Masterworks of Russian Literature - Part I : The 19th Century from Pushkin to Chekhov
The following audio files are the full recorded lectures from Dr. Susanne Klingenstein's course currently being held at Temple Emanuel. They are provided as a resource for her students.
October 14, 2010 The High Romanticism of Mikahil Lermontov
After Alexander Pushkin was killed in a duel in February 1837, the poet Mikhail Lermontov was recognized as his literary successor. In his 1841 novel "A Hero of Our Time", Lermontov depicts the upper class sensitive young man as social outsider. He is alienated by a society whose insecurities and fear of authority cause it to endorse a mindless conformism.
November 15, 2010 Nikolai Godol: From the Ukraine to St. Petersburg, 1829-1835
The stories Gogol produced upon his arrival in St. Petersurg as a penniless graduate of a provincial military academy used Ukrainian folklore as a marketing ploy. The stories catapulted Gogol to instant fame. Pushkin himself laughed his head off. But the stories are double-edged swords. They are hiding Gogol's deep uneasiness about his buried homosexuality in minutely composed, highly metaphorical narratives that pretend to be nothing but funny social satires.
December 13, 2010 Nikolai Godol: From St. Petersburg to Rome, 1835-1842
The lecture first reviews Gogol's biography from his sudden emergence as a writer in St. Petersburg in 1831 to his last creative spurt in 1842, outlining the history of Gogol's failed friendships with other men. The lecture then walks readers through Gogol's story "The Overcoat" and concludes with a discussion of the structure of Gogol's great novel "Dead Souls".
Because of various technical problems during the recording, the beginning and the end of this lecture have been truncated.

──────────────────────────────

According to the course page, why is the sensitive young man in Lermontov's "A Hero of Our Time" alienated? Answer in one to three sentences. The material after this course page is separate from it.

Available data:

──────────────────────────────

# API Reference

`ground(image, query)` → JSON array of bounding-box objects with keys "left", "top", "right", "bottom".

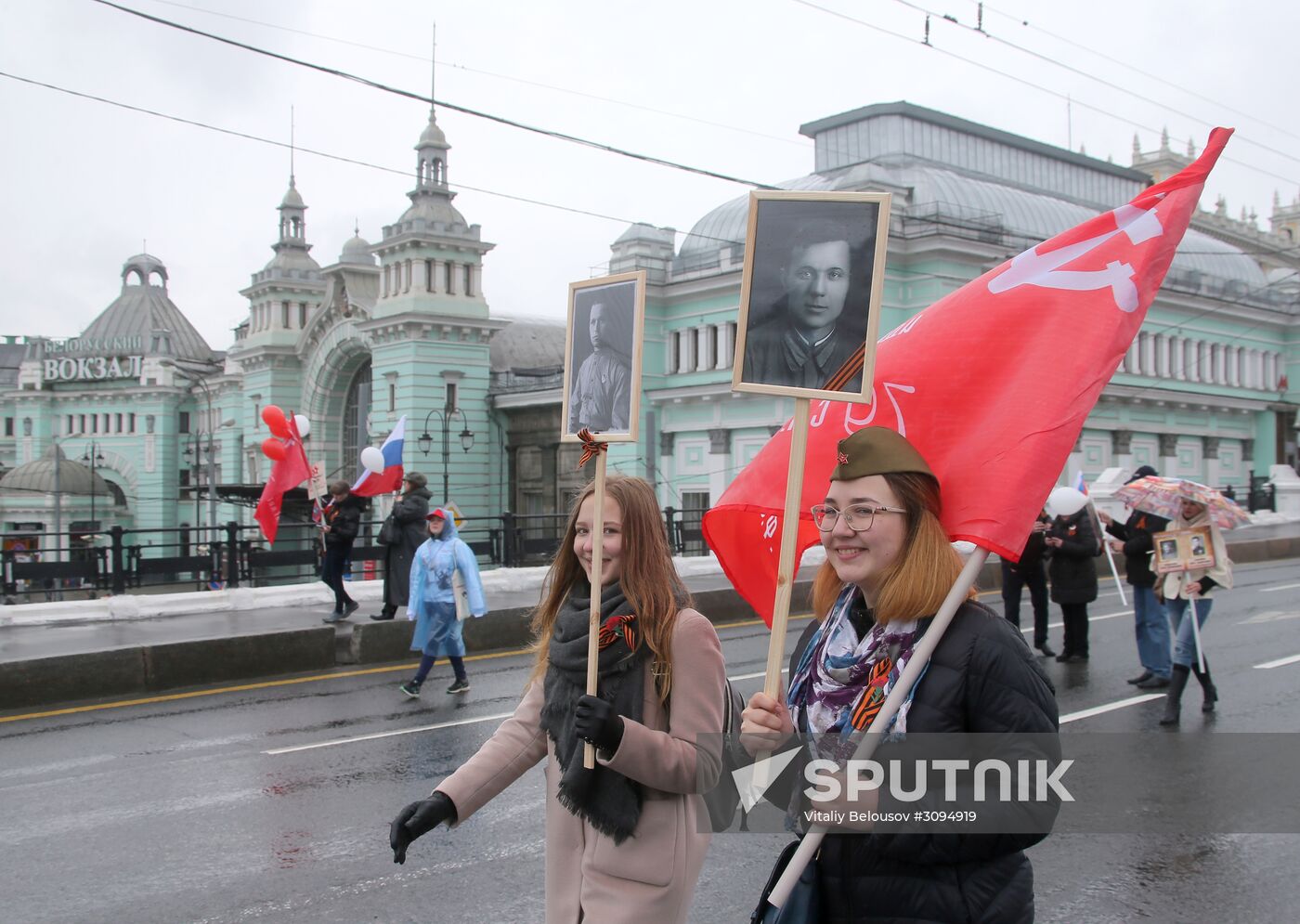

──────────────────────────────

Exercise solution: He is alienated by a society whose insecurities and fear of authority cause it to endorse a mindless conformism.